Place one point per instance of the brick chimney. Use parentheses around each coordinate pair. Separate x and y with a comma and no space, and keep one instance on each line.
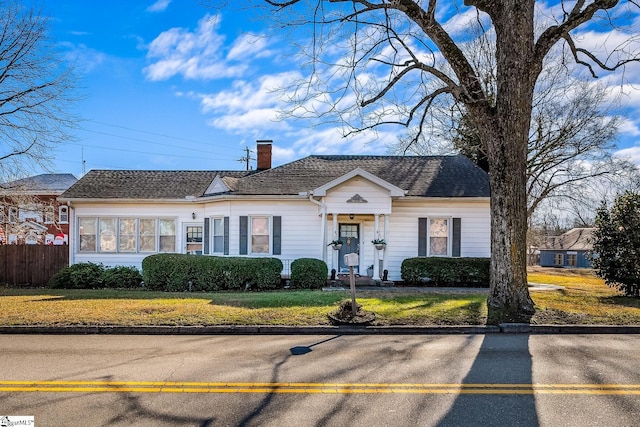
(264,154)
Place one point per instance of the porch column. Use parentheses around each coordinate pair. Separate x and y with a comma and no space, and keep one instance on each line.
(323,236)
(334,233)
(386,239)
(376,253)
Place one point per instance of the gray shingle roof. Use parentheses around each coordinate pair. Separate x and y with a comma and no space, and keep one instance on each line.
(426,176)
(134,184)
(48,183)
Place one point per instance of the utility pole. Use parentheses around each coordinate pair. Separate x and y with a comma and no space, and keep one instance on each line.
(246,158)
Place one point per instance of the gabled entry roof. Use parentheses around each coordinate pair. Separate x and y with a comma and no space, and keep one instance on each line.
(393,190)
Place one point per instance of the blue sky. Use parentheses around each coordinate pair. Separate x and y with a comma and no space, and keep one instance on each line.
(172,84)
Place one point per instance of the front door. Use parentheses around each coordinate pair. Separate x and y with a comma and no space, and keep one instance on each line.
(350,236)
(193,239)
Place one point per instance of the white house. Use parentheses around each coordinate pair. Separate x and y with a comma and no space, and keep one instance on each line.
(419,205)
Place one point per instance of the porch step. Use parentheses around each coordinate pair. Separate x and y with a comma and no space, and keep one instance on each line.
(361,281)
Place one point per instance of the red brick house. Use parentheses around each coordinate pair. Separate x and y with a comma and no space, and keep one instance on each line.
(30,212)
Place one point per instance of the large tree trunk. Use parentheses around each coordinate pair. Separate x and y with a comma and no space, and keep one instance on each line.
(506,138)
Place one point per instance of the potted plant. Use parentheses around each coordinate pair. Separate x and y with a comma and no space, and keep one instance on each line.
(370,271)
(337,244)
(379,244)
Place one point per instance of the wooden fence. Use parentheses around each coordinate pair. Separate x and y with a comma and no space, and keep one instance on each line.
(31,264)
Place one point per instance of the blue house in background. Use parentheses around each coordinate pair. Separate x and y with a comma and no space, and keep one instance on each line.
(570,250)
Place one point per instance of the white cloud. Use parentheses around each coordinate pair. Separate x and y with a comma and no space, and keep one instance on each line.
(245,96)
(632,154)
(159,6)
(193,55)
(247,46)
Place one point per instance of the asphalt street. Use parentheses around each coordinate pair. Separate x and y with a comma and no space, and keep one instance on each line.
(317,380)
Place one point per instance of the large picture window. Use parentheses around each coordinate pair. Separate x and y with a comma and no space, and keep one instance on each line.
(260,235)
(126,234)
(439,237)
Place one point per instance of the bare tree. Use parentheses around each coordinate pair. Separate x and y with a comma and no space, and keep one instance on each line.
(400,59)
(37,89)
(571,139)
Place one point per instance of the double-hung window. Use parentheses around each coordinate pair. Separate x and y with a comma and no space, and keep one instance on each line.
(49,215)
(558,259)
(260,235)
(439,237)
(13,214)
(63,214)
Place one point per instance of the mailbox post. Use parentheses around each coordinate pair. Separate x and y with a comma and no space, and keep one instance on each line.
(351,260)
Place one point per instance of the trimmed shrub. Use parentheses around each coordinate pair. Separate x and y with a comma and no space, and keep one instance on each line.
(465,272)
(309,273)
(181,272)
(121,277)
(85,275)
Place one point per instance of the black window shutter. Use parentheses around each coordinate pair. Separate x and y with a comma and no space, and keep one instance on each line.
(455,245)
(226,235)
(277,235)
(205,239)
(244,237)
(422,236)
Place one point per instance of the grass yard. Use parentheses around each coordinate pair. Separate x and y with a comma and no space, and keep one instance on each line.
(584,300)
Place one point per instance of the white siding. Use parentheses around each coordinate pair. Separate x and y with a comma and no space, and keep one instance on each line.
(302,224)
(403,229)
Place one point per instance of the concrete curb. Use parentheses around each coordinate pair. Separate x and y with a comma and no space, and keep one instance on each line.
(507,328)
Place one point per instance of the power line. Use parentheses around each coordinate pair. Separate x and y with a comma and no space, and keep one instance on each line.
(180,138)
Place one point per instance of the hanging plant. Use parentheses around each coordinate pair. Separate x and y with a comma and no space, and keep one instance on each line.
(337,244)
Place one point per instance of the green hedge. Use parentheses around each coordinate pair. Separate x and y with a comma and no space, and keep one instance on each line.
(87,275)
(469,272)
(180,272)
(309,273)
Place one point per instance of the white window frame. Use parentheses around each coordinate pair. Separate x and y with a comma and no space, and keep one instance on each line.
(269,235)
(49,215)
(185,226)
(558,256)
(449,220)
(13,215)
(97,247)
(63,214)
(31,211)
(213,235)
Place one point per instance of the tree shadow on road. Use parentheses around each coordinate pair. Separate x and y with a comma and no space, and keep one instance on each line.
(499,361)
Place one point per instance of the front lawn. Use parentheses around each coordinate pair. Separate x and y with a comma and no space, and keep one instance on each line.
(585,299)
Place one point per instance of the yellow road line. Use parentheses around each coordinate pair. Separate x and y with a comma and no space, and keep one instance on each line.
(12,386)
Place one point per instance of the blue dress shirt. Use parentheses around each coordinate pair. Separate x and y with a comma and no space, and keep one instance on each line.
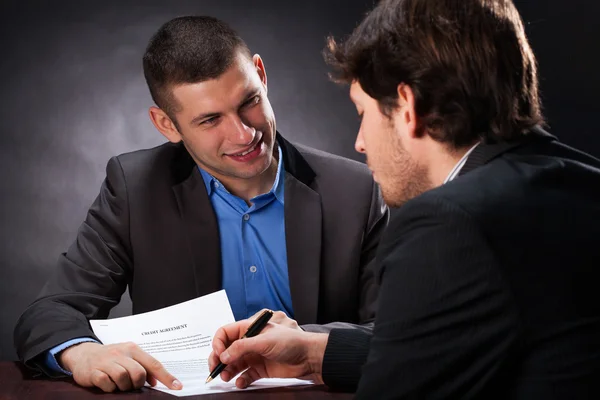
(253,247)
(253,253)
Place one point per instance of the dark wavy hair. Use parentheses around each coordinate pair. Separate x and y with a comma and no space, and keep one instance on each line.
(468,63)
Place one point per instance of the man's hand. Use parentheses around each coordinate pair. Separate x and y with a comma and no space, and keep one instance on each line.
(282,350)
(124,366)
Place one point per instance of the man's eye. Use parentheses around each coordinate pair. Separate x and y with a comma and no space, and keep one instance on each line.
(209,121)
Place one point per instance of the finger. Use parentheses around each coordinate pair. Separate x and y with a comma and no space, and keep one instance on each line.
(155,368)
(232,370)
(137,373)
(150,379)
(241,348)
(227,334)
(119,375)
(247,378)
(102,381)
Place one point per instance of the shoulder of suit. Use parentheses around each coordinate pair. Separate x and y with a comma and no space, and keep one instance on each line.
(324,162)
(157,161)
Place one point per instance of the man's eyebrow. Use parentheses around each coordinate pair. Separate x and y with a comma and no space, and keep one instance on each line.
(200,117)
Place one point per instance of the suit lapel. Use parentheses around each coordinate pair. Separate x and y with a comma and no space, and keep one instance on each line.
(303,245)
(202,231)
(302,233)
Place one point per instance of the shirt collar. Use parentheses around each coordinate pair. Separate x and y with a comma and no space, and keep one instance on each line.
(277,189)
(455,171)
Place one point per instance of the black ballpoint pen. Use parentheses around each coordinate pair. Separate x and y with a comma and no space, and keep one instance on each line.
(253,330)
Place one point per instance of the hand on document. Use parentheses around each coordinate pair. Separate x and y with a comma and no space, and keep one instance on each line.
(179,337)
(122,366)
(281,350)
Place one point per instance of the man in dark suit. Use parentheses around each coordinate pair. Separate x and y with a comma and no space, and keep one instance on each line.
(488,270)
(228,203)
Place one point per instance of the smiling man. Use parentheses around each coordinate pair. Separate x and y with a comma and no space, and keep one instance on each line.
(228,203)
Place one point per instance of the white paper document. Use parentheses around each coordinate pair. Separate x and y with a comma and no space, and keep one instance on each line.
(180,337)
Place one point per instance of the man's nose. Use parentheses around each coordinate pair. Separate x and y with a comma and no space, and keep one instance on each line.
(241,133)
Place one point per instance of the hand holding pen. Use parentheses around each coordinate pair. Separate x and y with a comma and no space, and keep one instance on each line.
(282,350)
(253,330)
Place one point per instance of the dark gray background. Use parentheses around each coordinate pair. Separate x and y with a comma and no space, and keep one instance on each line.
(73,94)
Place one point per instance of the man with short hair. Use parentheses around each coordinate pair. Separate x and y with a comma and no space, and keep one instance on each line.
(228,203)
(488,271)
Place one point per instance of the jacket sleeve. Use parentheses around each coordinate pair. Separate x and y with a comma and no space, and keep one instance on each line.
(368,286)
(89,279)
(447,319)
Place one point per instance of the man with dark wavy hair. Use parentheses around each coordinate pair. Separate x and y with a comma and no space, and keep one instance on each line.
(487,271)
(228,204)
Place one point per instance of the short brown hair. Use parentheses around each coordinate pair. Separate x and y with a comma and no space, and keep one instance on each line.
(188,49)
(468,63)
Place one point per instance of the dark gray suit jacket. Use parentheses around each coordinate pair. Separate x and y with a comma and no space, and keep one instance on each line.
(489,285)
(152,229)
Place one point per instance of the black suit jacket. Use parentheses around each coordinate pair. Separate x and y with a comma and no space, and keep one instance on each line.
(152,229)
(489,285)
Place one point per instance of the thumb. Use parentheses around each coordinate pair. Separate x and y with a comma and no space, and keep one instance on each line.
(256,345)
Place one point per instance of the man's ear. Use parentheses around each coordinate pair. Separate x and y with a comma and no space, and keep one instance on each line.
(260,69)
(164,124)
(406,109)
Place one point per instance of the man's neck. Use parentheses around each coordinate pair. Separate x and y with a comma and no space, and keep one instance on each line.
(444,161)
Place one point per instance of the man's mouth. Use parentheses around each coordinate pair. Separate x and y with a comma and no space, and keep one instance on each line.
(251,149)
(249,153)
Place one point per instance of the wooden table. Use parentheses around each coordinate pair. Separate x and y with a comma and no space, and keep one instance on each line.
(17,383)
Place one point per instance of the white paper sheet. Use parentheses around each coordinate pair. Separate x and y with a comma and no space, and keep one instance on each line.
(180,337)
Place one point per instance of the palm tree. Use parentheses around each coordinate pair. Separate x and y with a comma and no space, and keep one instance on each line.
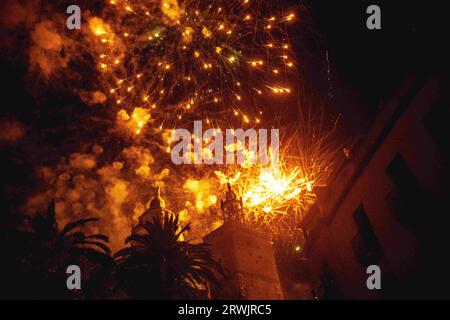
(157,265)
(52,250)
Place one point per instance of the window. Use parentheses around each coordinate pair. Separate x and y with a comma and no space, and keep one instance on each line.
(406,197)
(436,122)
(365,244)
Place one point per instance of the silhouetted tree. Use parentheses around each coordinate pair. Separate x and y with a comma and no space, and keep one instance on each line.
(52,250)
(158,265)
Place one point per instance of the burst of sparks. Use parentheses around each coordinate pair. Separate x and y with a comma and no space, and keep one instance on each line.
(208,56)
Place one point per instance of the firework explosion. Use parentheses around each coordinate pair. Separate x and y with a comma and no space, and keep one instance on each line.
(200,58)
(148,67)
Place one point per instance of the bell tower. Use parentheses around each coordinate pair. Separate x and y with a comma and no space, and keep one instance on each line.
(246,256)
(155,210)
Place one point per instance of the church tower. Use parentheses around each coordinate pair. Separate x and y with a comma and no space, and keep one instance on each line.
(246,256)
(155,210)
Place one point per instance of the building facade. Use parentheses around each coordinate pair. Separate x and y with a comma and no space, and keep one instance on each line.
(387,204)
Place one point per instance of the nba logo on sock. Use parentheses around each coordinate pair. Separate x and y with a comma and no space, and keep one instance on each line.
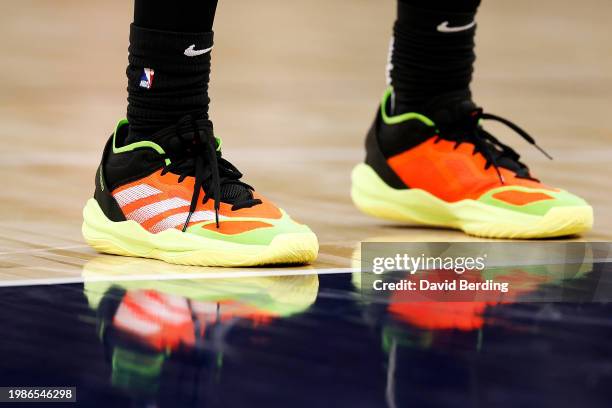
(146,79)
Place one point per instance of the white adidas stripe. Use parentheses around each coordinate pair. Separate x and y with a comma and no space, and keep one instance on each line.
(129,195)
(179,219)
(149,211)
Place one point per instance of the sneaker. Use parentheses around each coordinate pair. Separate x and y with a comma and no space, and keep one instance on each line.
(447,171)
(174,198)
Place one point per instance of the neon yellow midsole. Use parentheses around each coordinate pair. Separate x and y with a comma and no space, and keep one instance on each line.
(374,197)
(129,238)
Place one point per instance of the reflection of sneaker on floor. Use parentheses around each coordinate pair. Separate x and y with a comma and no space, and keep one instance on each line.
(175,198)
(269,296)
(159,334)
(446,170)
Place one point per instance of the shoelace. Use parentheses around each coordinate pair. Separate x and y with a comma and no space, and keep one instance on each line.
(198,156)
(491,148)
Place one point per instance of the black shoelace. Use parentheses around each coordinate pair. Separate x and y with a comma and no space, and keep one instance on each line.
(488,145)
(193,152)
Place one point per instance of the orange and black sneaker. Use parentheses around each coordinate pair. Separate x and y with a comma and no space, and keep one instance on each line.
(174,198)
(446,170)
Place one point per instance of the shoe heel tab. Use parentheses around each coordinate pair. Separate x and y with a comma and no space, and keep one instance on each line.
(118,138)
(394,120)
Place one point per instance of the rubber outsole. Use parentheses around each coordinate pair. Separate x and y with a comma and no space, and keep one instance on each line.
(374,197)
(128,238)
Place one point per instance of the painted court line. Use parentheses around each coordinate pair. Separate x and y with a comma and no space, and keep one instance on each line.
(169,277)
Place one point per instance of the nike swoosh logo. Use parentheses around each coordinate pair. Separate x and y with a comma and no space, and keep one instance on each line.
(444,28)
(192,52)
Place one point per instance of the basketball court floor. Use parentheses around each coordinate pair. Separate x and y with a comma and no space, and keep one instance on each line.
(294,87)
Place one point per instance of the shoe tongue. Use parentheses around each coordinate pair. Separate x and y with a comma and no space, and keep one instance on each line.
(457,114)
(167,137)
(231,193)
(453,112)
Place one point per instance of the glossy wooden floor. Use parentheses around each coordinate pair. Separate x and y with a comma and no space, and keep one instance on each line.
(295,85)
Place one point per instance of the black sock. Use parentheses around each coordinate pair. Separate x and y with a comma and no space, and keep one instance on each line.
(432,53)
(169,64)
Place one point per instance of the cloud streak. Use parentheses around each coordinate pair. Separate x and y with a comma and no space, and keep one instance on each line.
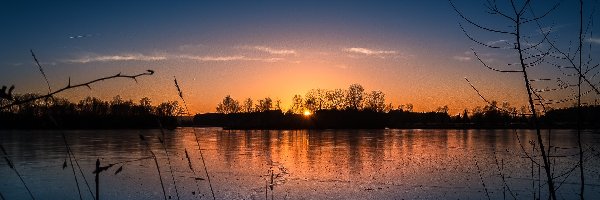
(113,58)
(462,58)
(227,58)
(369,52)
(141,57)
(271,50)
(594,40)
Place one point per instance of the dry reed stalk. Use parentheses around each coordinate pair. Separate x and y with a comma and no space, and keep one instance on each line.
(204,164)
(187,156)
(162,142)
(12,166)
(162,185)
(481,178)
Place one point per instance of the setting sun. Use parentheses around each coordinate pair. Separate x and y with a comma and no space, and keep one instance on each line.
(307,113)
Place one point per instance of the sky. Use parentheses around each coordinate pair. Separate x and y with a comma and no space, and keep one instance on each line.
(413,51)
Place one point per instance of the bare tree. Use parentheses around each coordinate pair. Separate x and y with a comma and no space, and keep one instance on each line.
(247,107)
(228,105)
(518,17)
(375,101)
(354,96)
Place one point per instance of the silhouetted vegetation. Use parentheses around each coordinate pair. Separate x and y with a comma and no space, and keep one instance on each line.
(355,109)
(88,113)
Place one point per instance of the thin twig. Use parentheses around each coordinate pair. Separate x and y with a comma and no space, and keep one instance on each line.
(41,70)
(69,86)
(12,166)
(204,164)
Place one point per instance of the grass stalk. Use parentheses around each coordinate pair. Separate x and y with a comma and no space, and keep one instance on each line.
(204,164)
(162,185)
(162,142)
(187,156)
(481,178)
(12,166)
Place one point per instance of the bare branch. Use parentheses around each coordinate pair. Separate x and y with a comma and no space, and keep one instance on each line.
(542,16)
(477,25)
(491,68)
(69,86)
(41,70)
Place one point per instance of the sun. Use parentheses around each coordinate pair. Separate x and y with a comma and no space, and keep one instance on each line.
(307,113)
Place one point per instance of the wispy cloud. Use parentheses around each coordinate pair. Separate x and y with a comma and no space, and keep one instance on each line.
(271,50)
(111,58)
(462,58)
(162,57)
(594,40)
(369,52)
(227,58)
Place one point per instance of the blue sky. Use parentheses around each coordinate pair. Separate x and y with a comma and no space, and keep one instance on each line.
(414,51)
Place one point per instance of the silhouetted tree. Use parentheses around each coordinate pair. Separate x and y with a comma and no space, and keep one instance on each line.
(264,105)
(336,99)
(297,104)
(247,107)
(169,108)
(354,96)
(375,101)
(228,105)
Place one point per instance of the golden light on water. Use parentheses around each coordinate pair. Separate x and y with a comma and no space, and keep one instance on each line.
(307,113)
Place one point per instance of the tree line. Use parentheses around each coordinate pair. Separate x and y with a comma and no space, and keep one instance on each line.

## Description of the task
Take the lines above from the one holding "Place one point per instance of the golden" to the last and output them exactly.

## Final result
Place one point per instance of the golden light on water. Use parentheses around each coordinate pair. Separate x and y with a comma and no space, and keep one instance on each line.
(307,113)
Place one point per instance of the tree line. Use parentheses around each coordinate pair. Separate x and y with a comma and no space, and keep one instance on each line.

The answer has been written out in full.